* _Aim of the task_
Lines in the records below that contain the word "point" must each be copied.

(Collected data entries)
________
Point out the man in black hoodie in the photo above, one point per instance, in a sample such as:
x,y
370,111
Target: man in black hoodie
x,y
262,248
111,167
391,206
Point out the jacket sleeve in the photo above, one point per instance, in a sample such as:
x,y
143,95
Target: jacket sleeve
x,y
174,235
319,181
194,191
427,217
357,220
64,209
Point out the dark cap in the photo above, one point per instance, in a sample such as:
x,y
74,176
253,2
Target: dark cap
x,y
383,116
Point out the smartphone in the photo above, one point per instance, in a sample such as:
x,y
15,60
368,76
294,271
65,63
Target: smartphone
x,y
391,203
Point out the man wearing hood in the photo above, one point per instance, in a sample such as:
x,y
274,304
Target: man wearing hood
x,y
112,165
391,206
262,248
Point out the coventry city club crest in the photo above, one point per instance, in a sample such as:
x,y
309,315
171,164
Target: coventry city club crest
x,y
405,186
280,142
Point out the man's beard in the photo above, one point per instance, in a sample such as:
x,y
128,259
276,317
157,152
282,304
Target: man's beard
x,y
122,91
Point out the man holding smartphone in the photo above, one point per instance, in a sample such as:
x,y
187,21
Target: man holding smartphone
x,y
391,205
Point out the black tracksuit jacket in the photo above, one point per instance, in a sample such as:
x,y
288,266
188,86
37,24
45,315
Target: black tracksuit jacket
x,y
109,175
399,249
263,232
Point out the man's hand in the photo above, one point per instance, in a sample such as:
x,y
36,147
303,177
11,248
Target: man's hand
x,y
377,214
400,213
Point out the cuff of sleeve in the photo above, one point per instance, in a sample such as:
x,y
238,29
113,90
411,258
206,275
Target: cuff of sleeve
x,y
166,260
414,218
________
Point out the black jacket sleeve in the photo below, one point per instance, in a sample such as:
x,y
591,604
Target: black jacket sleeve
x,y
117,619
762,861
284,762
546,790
________
* _Exercise answer_
Point out the man in black hoodie in the photo above, one point per instance, in a sample such as:
Point out the jacket sleeve in the photo above, one point per instance, in a sample such as:
Point out the dark cap in the photo above, one point per instance, in a sample such as:
Point out the smartphone in the photo above, one point per instance, in a sample such as:
Point out the man wearing hood in the photo above, one point per instance, in a sample such as:
Point out the coventry city club crest in the photo above, one point per instance, in a sample such as:
Point out the man's beard in the photo above, one point per instance, in a sample such as:
Point out the man holding smartphone in the photo above, one point per instance, in a sample such as:
Point out the black tracksuit jacket in the photo above, one point per instance, in a sample such as:
Point out the man's hand in the photo above, one point per instance, in a sample such as:
Point out the cuff of sleeve in the photo above, one point per instance, in a sample such as:
Point out the black jacket sleeve in the photo below, one point per instance, in a sample such as:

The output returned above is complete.